Entries taken from a collection:
* * * * *

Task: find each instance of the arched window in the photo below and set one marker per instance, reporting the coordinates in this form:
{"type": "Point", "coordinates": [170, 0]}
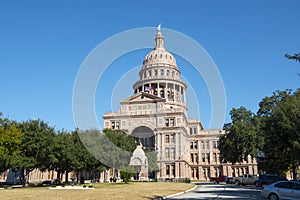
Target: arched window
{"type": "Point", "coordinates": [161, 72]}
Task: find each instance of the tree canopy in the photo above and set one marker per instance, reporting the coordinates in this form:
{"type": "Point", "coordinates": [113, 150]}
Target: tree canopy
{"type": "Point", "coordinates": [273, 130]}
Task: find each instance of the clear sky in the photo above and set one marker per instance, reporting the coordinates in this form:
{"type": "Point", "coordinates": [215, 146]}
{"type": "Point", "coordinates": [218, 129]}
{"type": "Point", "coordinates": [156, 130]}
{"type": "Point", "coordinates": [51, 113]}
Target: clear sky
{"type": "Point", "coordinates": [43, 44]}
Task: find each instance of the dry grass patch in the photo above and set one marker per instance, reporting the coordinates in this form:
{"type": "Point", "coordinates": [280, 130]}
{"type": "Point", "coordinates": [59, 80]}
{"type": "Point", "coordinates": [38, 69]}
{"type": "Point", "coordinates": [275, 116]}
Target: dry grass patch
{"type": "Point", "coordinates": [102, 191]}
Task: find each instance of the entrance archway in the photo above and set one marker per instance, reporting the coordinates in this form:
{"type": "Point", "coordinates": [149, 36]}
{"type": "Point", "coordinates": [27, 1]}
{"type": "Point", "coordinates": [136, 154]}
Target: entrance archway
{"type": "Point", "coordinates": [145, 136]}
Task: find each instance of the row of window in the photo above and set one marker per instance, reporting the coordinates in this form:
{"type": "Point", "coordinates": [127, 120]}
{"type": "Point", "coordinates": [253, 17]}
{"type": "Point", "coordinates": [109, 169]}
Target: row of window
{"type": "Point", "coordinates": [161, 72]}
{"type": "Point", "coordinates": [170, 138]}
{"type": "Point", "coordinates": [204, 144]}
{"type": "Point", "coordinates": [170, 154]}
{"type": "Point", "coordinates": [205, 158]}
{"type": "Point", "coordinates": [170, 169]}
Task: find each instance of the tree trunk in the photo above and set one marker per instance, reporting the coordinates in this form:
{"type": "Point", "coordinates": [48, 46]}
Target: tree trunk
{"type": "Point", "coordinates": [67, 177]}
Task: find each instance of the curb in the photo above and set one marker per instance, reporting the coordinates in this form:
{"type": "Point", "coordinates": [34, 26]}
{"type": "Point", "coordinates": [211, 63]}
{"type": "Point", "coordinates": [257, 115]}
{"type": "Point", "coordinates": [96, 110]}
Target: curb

* * * * *

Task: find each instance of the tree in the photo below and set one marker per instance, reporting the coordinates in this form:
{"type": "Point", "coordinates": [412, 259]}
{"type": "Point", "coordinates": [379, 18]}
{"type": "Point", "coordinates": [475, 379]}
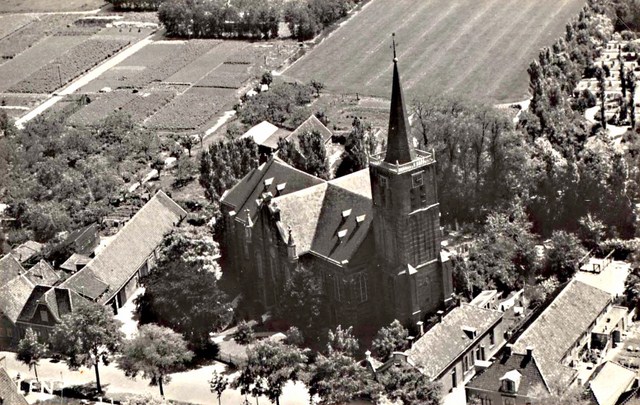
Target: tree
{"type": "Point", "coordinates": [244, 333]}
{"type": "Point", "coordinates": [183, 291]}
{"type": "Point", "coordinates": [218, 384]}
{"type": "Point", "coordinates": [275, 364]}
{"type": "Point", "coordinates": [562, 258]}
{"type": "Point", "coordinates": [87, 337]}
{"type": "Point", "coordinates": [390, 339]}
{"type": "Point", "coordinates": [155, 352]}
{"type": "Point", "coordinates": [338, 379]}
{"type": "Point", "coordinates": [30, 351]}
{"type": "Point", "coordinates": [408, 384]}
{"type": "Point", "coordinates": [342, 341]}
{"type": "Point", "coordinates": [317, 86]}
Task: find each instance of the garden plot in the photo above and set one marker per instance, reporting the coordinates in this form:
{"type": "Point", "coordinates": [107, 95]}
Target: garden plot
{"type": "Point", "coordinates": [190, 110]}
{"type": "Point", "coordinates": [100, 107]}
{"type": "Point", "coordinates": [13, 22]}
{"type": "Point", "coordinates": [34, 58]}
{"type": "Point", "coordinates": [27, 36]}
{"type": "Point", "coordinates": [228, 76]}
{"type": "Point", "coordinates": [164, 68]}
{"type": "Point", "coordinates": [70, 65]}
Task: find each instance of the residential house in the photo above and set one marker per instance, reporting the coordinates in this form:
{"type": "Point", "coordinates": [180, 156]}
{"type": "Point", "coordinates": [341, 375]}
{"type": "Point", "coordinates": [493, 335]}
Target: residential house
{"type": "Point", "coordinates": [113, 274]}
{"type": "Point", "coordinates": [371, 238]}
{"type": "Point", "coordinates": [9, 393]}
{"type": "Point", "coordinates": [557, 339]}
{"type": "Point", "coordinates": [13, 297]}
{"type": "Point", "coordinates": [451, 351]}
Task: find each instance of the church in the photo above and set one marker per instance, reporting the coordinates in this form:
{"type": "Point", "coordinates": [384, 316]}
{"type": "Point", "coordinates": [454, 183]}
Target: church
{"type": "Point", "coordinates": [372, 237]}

* * * * *

Your objective: Please show every line of the records that holds the word "below".

Result:
Task: find each instance of the arched window in the photo below and set one marker per instance, reporting the coordinates in this form:
Task: find each instance of the tree in the photo below and set one marker per instance, reporting the coordinates in this form:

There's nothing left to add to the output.